GCN 1.2: Geometry Performance & Color Compression

Instruction sets aside, Radeon R9 285 is first and foremost a graphics and gaming product, so let’s talk about what GCN 1.2 brings to the table for those use cases.

Through successive generations of GPU architectures AMD has been iterating on and improving their geometry hardware, both at the base level and in the case of geometry generated through tessellation. This has alternated between widening the geometry frontends and optimizing the underlying hardware, with the most recent update coming in the GCN 1.1 based Hawaii, which increased AMD’s geometry processor count at the high end to 4 processors and implemented some buffering enhancements.

For Tonga AMD is bringing that 4-wide geometry frontend from Hawaii, which like Hawaii immediately doubles upon Tahiti’s 2-wide geometry frontend. Not stopping there however, AMD is also implementing a new round of optimizations to further improve performance. GCN 1.2’s geometry frontend includes improved vertex reuse (for better performance with small triangles) and improved work distribution between the geometry frontends to better allocate workloads between them.

» **Input data**
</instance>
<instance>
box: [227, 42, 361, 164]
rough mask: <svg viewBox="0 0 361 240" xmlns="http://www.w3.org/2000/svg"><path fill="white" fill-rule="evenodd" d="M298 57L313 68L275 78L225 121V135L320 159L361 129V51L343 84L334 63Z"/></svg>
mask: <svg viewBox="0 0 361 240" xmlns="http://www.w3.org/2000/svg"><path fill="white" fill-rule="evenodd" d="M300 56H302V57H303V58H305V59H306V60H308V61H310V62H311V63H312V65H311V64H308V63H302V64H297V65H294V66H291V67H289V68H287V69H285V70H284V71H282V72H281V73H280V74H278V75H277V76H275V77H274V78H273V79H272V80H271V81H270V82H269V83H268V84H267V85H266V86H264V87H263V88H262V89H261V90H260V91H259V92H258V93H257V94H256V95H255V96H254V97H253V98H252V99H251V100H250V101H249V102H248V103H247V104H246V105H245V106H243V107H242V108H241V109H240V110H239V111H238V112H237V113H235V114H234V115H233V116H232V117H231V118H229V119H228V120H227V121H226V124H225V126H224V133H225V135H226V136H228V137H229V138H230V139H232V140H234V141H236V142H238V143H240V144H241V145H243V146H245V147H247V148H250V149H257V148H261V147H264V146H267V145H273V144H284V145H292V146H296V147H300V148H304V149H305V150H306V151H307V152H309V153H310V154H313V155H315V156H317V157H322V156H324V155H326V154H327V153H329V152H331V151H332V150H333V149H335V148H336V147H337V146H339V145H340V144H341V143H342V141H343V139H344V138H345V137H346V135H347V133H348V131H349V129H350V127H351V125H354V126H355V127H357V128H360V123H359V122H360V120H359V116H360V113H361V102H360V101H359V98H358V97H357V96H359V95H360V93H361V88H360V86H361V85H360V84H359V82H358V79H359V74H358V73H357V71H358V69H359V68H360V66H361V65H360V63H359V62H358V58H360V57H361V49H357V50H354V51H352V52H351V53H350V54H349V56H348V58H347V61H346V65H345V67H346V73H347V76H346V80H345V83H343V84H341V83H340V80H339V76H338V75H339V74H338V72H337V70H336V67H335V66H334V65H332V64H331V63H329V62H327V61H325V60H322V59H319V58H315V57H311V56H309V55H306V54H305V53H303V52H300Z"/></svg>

» **Study questions**
- a) Summarize the text on GCN 1.2 geometry performance in two sentences.
- b) Using the text on GCN 1.2 geometry performance, decide whether each statement agrees with it: (i) Hawaii is based on GCN 1.1; (ii) Tahiti has a 4-wide geometry frontend; (iii) the improved vertex reuse in GCN 1.2 is meant for better performance with large triangles. Answer yes or no for each, quoting the words of the text that decide it.
- c) From the text on GCN 1.2 geometry performance, reproduce the passage that starts at the words "Through successive generations" and ends after the words "some buffering enhancements.".
The data has no connection to the text on GCN 1.2 geometry performance.

» **Expected outputs**
- a) AMD has improved its geometry hardware over successive GPU generations, most recently in the GCN 1.1 based Hawaii, which raised the geometry processor count to 4 at the high end and added buffering enhancements. Tonga carries over Hawaii's 4-wide geometry frontend, doubling Tahiti's 2-wide one, and GCN 1.2 adds improved vertex reuse for small triangles and better work distribution between the geometry frontends.

- b)
(i) Yes: "the most recent update coming in the GCN 1.1 based Hawaii"
(ii) No: "Tahiti’s 2-wide geometry frontend"
(iii) No: "improved vertex reuse (for better performance with small triangles)"

- c)
Through successive generations of GPU architectures AMD has been iterating on and improving their geometry hardware, both at the base level and in the case of geometry generated through tessellation. This has alternated between widening the geometry frontends and optimizing the underlying hardware, with the most recent update coming in the GCN 1.1 based Hawaii, which increased AMD’s geometry processor count at the high end to 4 processors and implemented some buffering enhancements.